*PAGE EXCERPT*.

More than 1,100 “clinical pharmacists” have so far been placed across more than 3,300 GP practices as part of NHS England’s initiative to recruit 2,000 by 2020-21 – a ratio of one per 30,000 patients.
On Tuesday (October 23), NHS England reduced the population criteria to one GP pharmacist per 15,000 patients, to allow smaller practices, or groups of practices, to employ a pharmacist under the scheme for the first time.
GP pharmacists will also be able to work part-time. Previously, recruits to the scheme had to work a minimum of 0.8 whole time equivalent (WTE) hours ie 30 hours of an average 37.5 hour working week.
In a blog post to accompany the announcement, England’s deputy chief pharmaceutical officer Dr Bruce Warner said: “The new entry criteria is aimed at encouraging even more [GP pharmacists] into the NHS.”
Practices working across a population of 15,000 will now be able to apply for co-funding, so those with a lower population – such as rural areas – will be able to employ a pharmacist, Dr Warner explained.
“Pharmacists will also be able to work more flexibly, which will enable more to choose to take up the posts, and we are streamlining the process of application, so it is now quicker and easier for practices to gain approval from the programme,” he added.
“What we need now is for more practices to take up the scheme.”

*DATA EXTRACTS*.
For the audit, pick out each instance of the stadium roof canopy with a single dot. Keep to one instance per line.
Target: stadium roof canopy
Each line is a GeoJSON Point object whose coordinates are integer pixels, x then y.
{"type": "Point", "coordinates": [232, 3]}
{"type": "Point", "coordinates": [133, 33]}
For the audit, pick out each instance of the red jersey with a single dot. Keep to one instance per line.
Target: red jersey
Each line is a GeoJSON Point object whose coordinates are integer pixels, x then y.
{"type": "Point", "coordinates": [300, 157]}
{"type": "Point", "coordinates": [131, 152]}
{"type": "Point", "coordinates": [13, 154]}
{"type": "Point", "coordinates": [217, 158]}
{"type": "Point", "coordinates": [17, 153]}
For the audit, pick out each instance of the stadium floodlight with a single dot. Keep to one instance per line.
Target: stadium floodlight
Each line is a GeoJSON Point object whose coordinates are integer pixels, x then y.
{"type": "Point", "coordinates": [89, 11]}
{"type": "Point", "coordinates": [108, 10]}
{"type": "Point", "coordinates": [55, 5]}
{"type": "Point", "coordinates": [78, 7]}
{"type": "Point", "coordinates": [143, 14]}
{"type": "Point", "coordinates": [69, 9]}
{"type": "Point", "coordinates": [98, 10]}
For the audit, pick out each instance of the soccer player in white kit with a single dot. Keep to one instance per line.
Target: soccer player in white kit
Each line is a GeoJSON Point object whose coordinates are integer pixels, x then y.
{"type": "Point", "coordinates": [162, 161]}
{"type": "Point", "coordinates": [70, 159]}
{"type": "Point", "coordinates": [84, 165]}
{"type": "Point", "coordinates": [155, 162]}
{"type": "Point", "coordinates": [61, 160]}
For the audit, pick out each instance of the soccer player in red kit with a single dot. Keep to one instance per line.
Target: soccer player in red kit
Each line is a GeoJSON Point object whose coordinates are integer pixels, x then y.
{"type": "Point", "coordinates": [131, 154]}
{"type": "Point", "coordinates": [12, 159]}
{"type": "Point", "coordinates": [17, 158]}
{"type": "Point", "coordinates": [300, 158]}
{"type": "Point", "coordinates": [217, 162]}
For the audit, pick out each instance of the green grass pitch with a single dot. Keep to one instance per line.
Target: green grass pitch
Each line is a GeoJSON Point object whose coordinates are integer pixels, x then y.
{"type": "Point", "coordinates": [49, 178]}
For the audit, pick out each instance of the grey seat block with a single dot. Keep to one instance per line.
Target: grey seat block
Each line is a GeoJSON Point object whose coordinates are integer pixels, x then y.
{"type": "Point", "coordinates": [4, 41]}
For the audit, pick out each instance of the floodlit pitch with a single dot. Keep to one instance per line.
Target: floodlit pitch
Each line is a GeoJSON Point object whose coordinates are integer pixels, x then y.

*TASK*. For the article on GP pharmacists above, say yes or no to whether each statement agrees with it, and quote the words that decide it. (a) NHS England lowered the population criteria to one GP pharmacist per 15,000 patients. (b) Recruits must still work at least 0.8 whole time equivalent hours. (c) More than 2,000 clinical pharmacists have been placed so far.

*SOLUTION TO THE EXERCISE*.
(a) Yes: "NHS England reduced the population criteria to one GP pharmacist per 15,000 patients"
(b) No: "GP pharmacists will also be able to work part-time."
(c) No: "More than 1,100 “clinical pharmacists” have so far been placed"